** Request **
Scale the material from its first line up to and including the line containing "(1092, 108)", reproducing every line with the requests included. Multiply each point coordinate in the answers by 1.95 and round to whole numbers, with halves rounded up.
━━━ Provided data
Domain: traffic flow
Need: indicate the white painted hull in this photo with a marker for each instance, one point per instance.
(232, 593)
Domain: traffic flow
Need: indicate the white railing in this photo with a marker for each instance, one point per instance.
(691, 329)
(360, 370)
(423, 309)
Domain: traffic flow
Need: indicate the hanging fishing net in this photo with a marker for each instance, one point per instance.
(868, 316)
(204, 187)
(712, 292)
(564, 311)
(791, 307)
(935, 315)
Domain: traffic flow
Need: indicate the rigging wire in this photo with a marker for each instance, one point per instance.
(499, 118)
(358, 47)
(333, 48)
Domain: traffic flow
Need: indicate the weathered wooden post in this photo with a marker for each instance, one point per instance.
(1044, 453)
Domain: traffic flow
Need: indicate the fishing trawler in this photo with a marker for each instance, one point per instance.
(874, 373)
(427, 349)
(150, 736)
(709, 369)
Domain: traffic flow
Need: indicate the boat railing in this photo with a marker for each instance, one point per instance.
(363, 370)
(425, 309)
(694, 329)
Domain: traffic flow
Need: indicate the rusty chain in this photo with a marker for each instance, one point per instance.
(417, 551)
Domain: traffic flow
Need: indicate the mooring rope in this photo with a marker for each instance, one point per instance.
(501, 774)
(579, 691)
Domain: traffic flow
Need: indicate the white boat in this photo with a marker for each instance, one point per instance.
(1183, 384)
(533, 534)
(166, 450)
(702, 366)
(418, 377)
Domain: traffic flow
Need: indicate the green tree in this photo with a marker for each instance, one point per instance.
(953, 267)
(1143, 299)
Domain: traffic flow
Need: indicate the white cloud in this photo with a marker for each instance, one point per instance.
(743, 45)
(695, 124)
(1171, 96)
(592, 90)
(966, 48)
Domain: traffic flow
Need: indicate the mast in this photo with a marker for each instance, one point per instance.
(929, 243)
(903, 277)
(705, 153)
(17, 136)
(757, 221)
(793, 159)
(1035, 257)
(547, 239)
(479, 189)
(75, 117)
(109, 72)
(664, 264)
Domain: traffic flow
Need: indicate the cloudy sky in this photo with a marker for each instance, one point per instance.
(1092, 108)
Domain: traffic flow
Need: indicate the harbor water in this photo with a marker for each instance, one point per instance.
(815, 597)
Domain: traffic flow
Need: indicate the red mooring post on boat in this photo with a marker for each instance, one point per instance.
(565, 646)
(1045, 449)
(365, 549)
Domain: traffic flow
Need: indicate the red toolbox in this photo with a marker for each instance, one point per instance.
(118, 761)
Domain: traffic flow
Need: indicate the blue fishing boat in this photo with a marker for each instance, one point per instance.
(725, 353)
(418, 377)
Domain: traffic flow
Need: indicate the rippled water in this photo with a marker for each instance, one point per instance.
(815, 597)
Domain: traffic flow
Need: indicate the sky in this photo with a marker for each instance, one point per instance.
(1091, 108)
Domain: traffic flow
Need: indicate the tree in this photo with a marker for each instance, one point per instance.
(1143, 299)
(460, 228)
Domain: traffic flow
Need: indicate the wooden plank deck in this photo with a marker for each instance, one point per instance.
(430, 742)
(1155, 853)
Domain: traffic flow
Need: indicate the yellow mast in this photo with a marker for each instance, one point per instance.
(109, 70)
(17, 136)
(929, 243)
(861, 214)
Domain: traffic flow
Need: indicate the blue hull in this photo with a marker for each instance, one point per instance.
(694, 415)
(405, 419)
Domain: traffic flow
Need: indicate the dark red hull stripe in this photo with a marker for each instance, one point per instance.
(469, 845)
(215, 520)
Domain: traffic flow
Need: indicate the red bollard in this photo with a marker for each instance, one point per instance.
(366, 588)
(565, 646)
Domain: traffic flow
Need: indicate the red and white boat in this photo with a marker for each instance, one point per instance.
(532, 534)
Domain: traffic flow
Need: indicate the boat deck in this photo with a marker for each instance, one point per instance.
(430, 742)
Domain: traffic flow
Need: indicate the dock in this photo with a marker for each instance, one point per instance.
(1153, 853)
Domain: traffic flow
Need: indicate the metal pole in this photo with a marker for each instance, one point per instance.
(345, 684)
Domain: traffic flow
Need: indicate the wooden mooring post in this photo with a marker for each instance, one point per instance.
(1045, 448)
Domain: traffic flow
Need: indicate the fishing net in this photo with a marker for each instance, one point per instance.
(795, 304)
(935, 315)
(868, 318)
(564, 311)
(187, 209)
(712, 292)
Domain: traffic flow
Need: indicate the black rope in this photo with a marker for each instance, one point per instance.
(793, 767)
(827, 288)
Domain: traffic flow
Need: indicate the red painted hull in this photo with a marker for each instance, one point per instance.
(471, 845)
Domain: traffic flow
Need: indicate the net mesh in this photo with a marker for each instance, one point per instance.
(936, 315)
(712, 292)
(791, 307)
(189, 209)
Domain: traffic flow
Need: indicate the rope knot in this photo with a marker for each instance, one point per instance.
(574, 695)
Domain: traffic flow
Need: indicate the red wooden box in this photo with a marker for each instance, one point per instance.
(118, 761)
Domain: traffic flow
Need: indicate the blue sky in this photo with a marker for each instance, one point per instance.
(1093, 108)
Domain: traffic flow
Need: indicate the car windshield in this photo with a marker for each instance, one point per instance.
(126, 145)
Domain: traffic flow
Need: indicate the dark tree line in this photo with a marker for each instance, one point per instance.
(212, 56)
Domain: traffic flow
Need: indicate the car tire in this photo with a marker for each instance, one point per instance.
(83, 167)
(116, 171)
━━━━━━
** Task output **
Domain: traffic flow
Need: indicate the white painted hull in this photo with a marker for each instance, one point per instance.
(452, 1156)
Domain: traffic flow
Need: indicate the white railing in this photo with a marker for each instance, one point per instance.
(1347, 642)
(702, 722)
(825, 603)
Domain: traffic flow
Need: indicate the hanging fishing net in this photo with a marker for each instance, one point per instance.
(1693, 616)
(398, 365)
(1388, 569)
(1100, 606)
(1542, 599)
(1823, 614)
Domain: traffic flow
Need: indicate the rigging wire in this photo with a marker for each instance, one point per instance.
(973, 230)
(698, 92)
(649, 94)
Domain: traffic flow
Need: indicate the weathered wooden post in this photo with a marker for each instance, one point per instance.
(2036, 883)
Domain: traffic flow
Need: indicate the fishing trawler in this photo with a marker for each instance, one point per instance.
(1704, 727)
(833, 681)
(293, 1435)
(1383, 720)
Domain: traffic flow
Need: indicate the boat railing in this photo with a marker for each instance, one point per instance.
(708, 722)
(829, 603)
(1353, 642)
Domain: traffic flow
Need: indicate the rusty chain in this photo with a marker for each instance, one point per instance.
(813, 1074)
Domain: traffic flow
Need: indicate the mooring rope in this photo with a marker for each instance, one point per instance.
(977, 1509)
(1129, 1347)
Domain: traffic flow
Need: indicate the white boat in this photo with a marker for each instance, one point per instance.
(2307, 749)
(1039, 1041)
(324, 878)
(1369, 714)
(815, 735)
Domain: traffic flow
Need: indicate the green tree in this photo with a marker for each instance, one point per instance.
(1858, 521)
(2229, 583)
Domain: traffic flow
Need: indicate the white cloud in this photo with a marker for each instance, one point per instance.
(1449, 88)
(1355, 242)
(2283, 187)
(1154, 176)
(1884, 94)
Domain: traffic flow
Need: indicate the mast in this photo with a marker for each instance, one point per instance.
(1812, 474)
(1761, 540)
(1375, 298)
(33, 265)
(1476, 431)
(1546, 310)
(2018, 501)
(1067, 466)
(934, 369)
(146, 228)
(213, 140)
(1295, 515)
Domain: traffic flow
Need: indicate the cloudy sky in this photo with a marker for each instance, one point per instance.
(2129, 211)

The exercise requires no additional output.